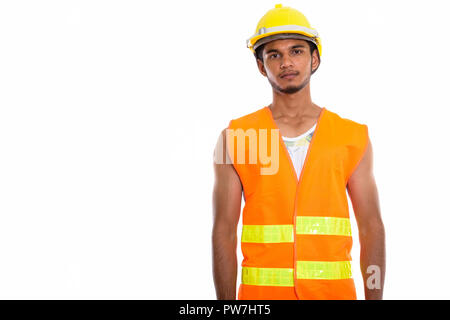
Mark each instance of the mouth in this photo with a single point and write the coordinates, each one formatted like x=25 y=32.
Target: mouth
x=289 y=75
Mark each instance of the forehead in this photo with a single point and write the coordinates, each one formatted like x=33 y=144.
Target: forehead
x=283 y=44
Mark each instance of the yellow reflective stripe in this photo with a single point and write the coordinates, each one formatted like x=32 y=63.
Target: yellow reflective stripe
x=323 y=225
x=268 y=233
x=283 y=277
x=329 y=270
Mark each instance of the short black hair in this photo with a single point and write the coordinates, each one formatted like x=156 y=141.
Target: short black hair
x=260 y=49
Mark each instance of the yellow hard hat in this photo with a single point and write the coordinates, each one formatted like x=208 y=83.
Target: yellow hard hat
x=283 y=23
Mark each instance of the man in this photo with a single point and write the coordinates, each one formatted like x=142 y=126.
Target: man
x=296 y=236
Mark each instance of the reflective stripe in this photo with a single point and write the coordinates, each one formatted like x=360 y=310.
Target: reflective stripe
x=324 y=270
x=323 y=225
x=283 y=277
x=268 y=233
· · · · ·
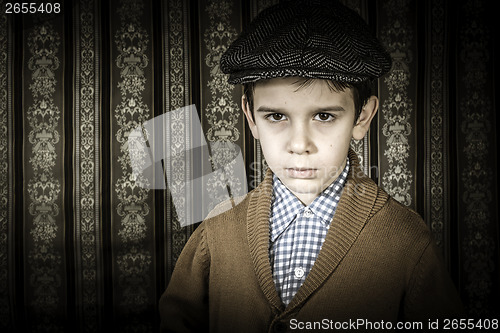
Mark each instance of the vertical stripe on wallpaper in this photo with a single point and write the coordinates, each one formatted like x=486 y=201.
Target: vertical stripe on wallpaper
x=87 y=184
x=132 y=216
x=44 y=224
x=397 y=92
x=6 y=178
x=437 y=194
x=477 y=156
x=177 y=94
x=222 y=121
· · · · ·
Reproduce the data unchanged, everything from the line containing "Mark each instance of the yellow reflective" down to the line containing "x=296 y=236", with both of those lines included.

- [THE ANSWER]:
Mark each instance of the yellow reflective stripe in this photo with a single point and write the coordinates, each one formatted like x=32 y=63.
Target: yellow reflective stripe
x=323 y=225
x=268 y=233
x=283 y=277
x=329 y=270
Mark each instance of the short black hair in this photo with a single point and write the coordinates, each one formatted like x=156 y=141.
Target: short black hair
x=260 y=49
Mark each instance of the yellow hard hat in this photo with a single point and write the coordinates, each one formatted like x=208 y=83.
Target: yellow hard hat
x=283 y=23
Mark each instance of the man in this photo with a single point and write the coordinates, each one formatted like x=142 y=126.
Target: man
x=296 y=236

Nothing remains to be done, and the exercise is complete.